• Challenge
Output the listing below as a JSON array of strings, one string per line, and skip any blank lines.

Collected data entries
:::::
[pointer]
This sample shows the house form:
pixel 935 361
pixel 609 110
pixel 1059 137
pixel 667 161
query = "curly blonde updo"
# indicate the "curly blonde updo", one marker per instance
:::::
• Reply
[
  "[pointer]",
  "This sample shows the house form:",
  "pixel 935 361",
  "pixel 609 110",
  "pixel 1059 137",
  "pixel 667 161",
  "query = \"curly blonde updo\"",
  "# indicate the \"curly blonde updo\", one marker per instance"
]